### PROBLEM
Extract each line of the listing below verbatim, omitting the pictures.

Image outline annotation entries
########################################
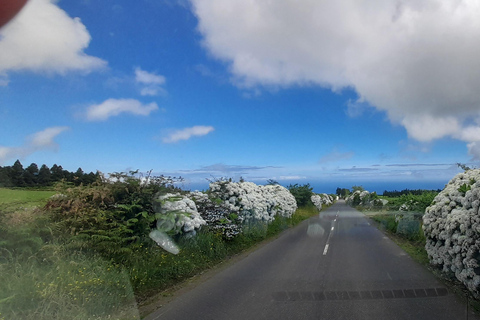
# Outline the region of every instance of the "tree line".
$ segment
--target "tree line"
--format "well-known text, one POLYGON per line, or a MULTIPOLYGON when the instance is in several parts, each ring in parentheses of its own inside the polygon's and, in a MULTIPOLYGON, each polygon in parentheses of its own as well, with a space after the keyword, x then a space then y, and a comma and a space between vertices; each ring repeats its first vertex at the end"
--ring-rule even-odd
########################################
### IN RESPONSE
# Outline the region of every instance of the "tree line".
$ segment
--target "tree line"
--format "well-known text, one POLYGON per line, or a MULTIPOLYGON when the instance is in several parts, each ring in parentheses of its own inside the polygon's and, in a MULTIPOLYGON, each polygon in parentheses of its own as well, with a space after the keyword, x then a space then y, and a comma and a space between vertices; each ring repeats its first vertex at the end"
--ring-rule even-odd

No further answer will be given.